#### DIRECTIONS FOR THIS TASK
Your answer consists of the lines in the data that contain "boat". Copy each of them.

(Referring expression pointing data)
*** Block opens ***

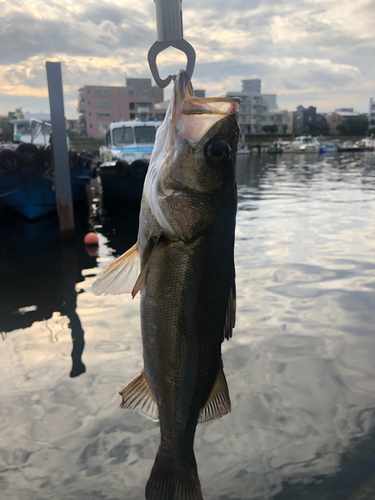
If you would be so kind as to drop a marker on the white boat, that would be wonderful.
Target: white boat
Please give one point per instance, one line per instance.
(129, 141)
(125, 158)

*** Block closes ***
*** Block opens ***

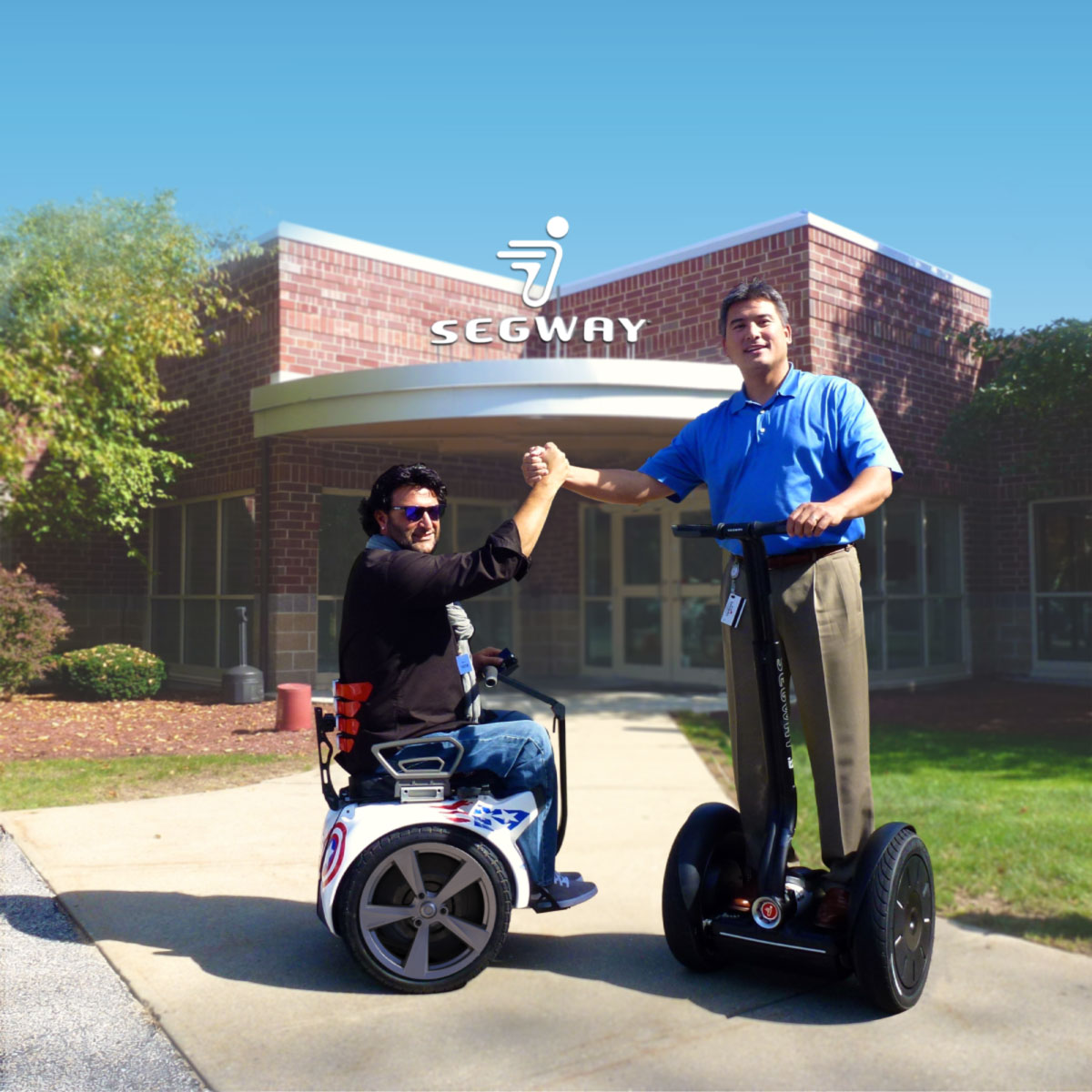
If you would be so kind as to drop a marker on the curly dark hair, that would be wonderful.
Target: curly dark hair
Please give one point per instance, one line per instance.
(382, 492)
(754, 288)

*** Block closes ***

#### TASK SOLUTION
If you would be so kind as to drop a marker on the white boat, that would be wonderful.
Target: white boat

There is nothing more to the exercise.